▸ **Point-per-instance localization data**
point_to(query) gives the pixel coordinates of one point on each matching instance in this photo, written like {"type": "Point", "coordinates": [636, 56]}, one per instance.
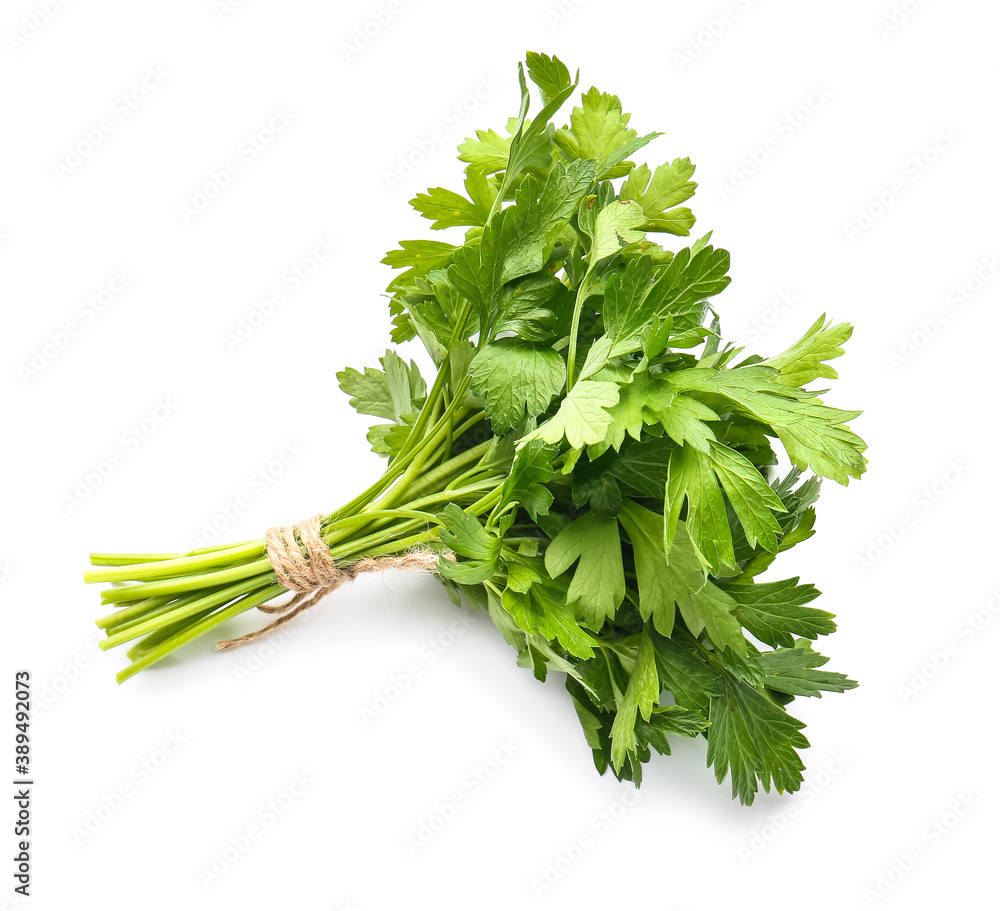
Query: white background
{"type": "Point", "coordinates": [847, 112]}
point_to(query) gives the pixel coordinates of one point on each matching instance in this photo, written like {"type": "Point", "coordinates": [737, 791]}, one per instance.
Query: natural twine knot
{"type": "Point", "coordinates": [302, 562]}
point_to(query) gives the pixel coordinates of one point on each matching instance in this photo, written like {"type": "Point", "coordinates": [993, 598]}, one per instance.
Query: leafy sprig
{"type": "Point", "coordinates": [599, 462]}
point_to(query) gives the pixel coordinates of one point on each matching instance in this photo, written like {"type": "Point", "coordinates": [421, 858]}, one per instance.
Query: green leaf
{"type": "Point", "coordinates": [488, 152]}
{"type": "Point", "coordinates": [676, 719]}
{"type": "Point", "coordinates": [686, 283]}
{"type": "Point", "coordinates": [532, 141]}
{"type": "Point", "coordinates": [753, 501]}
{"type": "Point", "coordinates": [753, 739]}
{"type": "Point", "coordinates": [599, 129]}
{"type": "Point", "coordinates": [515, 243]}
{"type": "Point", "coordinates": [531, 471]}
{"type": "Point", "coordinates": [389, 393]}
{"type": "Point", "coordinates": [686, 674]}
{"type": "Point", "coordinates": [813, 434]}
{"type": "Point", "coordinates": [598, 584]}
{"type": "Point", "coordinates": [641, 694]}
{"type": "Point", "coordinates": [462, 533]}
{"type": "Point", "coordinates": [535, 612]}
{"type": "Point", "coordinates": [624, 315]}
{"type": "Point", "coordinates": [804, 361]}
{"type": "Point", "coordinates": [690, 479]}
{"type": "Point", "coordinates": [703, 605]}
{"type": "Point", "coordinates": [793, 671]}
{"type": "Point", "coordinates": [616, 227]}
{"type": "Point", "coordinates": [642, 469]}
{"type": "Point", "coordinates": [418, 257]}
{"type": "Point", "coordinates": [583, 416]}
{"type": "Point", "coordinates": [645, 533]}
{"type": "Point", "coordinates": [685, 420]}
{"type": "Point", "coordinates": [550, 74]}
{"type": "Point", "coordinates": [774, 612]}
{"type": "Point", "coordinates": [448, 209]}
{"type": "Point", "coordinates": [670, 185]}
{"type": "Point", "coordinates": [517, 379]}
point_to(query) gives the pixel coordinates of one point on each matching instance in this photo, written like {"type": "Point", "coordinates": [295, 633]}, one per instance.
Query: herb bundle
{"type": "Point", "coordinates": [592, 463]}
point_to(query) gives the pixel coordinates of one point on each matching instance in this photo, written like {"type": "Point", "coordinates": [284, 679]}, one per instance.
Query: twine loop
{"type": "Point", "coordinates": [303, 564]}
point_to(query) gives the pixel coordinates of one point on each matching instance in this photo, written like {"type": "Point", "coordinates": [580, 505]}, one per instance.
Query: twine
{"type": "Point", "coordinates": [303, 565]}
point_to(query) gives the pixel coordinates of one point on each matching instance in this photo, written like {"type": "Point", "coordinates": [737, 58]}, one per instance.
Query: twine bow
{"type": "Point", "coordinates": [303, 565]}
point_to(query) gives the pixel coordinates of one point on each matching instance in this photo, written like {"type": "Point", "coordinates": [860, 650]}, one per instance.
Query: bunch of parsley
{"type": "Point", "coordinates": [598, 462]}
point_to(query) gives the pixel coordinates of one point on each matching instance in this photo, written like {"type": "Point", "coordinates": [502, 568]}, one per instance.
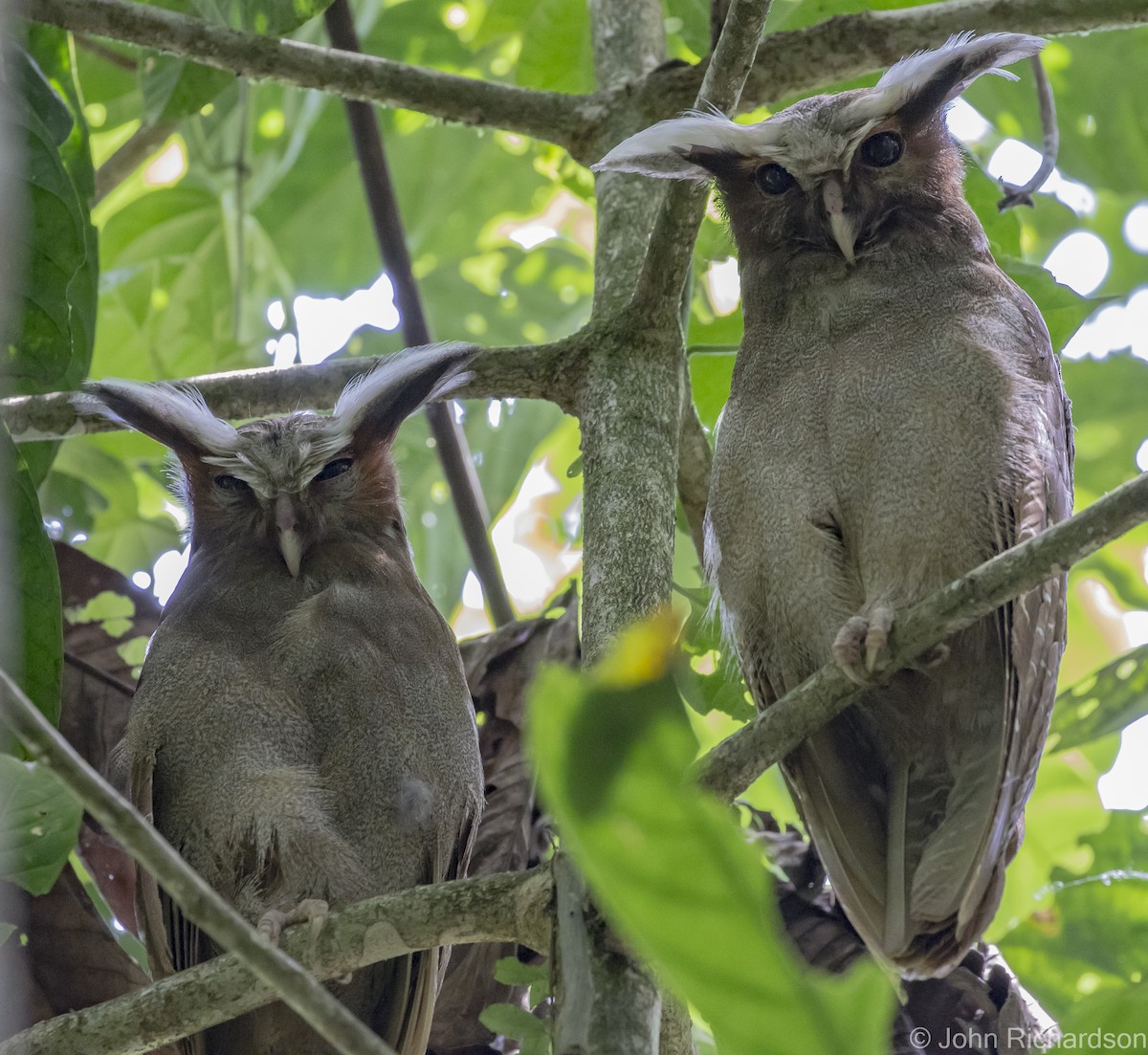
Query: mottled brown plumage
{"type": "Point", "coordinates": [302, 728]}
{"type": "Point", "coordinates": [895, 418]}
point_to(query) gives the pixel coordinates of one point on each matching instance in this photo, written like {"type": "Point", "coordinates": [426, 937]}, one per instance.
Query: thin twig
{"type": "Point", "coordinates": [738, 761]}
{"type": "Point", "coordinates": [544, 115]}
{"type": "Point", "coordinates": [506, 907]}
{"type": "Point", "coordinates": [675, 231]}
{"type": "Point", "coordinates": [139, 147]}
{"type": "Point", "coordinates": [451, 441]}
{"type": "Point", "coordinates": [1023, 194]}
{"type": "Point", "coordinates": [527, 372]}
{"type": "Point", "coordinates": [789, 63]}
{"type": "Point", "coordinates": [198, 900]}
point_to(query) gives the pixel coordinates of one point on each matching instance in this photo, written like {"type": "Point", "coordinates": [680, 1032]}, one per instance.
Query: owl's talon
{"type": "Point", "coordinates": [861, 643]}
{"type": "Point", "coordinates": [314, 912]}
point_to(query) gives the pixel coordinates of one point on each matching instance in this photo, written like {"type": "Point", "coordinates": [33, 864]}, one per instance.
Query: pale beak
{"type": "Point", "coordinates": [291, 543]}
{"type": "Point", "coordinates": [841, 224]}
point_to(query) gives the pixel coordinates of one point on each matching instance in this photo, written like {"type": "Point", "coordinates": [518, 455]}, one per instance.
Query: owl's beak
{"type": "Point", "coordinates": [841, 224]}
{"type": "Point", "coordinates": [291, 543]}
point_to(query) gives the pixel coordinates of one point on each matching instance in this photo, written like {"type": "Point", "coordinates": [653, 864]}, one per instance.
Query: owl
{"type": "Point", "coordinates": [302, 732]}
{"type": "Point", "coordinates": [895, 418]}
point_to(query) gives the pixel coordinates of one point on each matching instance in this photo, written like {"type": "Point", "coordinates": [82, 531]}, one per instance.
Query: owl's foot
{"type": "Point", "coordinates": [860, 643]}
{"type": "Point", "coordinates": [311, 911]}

▸ **What is required**
Please copy every record above exactly, but leave the pictures out.

▸ **Result for this exercise**
point_to(query) gives the pixel coordinates of one point on each matching instance in this photo, written like {"type": "Point", "coordinates": [636, 56]}, one per instance.
Query: white background
{"type": "Point", "coordinates": [847, 112]}
point_to(query) gives the pixel coordinates of one point on each matching instance in this photo, written like {"type": "Point", "coordinates": [737, 791]}, one per instance.
Query: natural twine knot
{"type": "Point", "coordinates": [302, 562]}
point_to(query) gives the pixel coordinates of one point on each matching instance in this photo, written like {"type": "Point", "coordinates": [993, 598]}, one per instance.
Query: leafy sprig
{"type": "Point", "coordinates": [599, 462]}
point_to(query) gives the pixel coordinates of one point on each matching instance in this photo, written like {"type": "Point", "coordinates": [421, 858]}, one per instance.
Query: green leaf
{"type": "Point", "coordinates": [488, 152]}
{"type": "Point", "coordinates": [676, 719]}
{"type": "Point", "coordinates": [686, 283]}
{"type": "Point", "coordinates": [532, 141]}
{"type": "Point", "coordinates": [753, 501]}
{"type": "Point", "coordinates": [753, 739]}
{"type": "Point", "coordinates": [599, 129]}
{"type": "Point", "coordinates": [515, 243]}
{"type": "Point", "coordinates": [531, 471]}
{"type": "Point", "coordinates": [389, 393]}
{"type": "Point", "coordinates": [686, 674]}
{"type": "Point", "coordinates": [813, 434]}
{"type": "Point", "coordinates": [598, 584]}
{"type": "Point", "coordinates": [641, 694]}
{"type": "Point", "coordinates": [462, 533]}
{"type": "Point", "coordinates": [535, 612]}
{"type": "Point", "coordinates": [624, 315]}
{"type": "Point", "coordinates": [804, 361]}
{"type": "Point", "coordinates": [690, 479]}
{"type": "Point", "coordinates": [703, 605]}
{"type": "Point", "coordinates": [793, 671]}
{"type": "Point", "coordinates": [616, 227]}
{"type": "Point", "coordinates": [642, 469]}
{"type": "Point", "coordinates": [418, 257]}
{"type": "Point", "coordinates": [583, 416]}
{"type": "Point", "coordinates": [645, 533]}
{"type": "Point", "coordinates": [685, 420]}
{"type": "Point", "coordinates": [550, 74]}
{"type": "Point", "coordinates": [774, 612]}
{"type": "Point", "coordinates": [448, 209]}
{"type": "Point", "coordinates": [670, 185]}
{"type": "Point", "coordinates": [517, 379]}
point_to(query) gives the pixel coordinates of one point on each matching instance in this photo, written like {"type": "Point", "coordinates": [295, 633]}, one per instance.
Query: herb bundle
{"type": "Point", "coordinates": [592, 463]}
point_to(query) gives the pixel coordinates of one point on each matching instance in this photo, written like {"type": "Point", "coordinates": [284, 679]}, one per instance.
Query: twine loop
{"type": "Point", "coordinates": [303, 564]}
point_to(query) gives the pixel coordinates of one point on each matching instance in this photo, written like {"type": "Point", "coordinates": [580, 505]}, one per instance.
Query: twine
{"type": "Point", "coordinates": [303, 565]}
point_to(query) gives the pixel coordinates of one point on each matching instance in this photo, written like {"type": "Point", "coordinates": [737, 58]}, one per instance.
Query: twine bow
{"type": "Point", "coordinates": [303, 565]}
point_to(query) gives the pixel coordinates of one point on each matching instance in this photo, written like {"type": "Point", "coordinates": [860, 650]}, one per instance.
Query: bunch of parsley
{"type": "Point", "coordinates": [598, 462]}
point_to(query) gives the pixel coordinates of one point on each matching instance in this photo, written like {"type": "Point", "coordinates": [502, 568]}, one per instance.
Query: mottled brown plumage
{"type": "Point", "coordinates": [302, 728]}
{"type": "Point", "coordinates": [895, 418]}
point_to(query) gives the pixel coordinates of one point on each matching instance in this photo, written like {"type": "Point", "coordinates": [426, 937]}, one per instance.
Query: thin twig
{"type": "Point", "coordinates": [738, 761]}
{"type": "Point", "coordinates": [544, 115]}
{"type": "Point", "coordinates": [506, 907]}
{"type": "Point", "coordinates": [675, 231]}
{"type": "Point", "coordinates": [139, 147]}
{"type": "Point", "coordinates": [451, 441]}
{"type": "Point", "coordinates": [1023, 194]}
{"type": "Point", "coordinates": [527, 372]}
{"type": "Point", "coordinates": [789, 63]}
{"type": "Point", "coordinates": [198, 900]}
point_to(query) gives the pixel coordinates of one point on each matching instance in this photo, written like {"type": "Point", "coordinates": [680, 1032]}, one per instance.
Query: owl's talon
{"type": "Point", "coordinates": [861, 643]}
{"type": "Point", "coordinates": [314, 912]}
point_to(query) gives the pixel coordinates of one point on each matching instance in this photo, written like {"type": "Point", "coordinates": [33, 864]}, one per instance.
Query: pale beak
{"type": "Point", "coordinates": [291, 543]}
{"type": "Point", "coordinates": [841, 224]}
point_to(query) gives the pixel coordinates of one point on each matching instance in this photo, written like {"type": "Point", "coordinates": [518, 455]}, one per instance.
Query: owl's beak
{"type": "Point", "coordinates": [841, 224]}
{"type": "Point", "coordinates": [291, 543]}
point_to(query) gives the pixel coordinates of one point on each matching instance in this photo, written like {"type": "Point", "coordinates": [653, 864]}, one per instance.
Query: owl
{"type": "Point", "coordinates": [302, 732]}
{"type": "Point", "coordinates": [895, 418]}
point_to(query) gives the pixel coordinates of one point on each matching instance in this photo, written like {"type": "Point", "coordinates": [82, 531]}, one per instance.
Query: owl's foot
{"type": "Point", "coordinates": [860, 643]}
{"type": "Point", "coordinates": [311, 911]}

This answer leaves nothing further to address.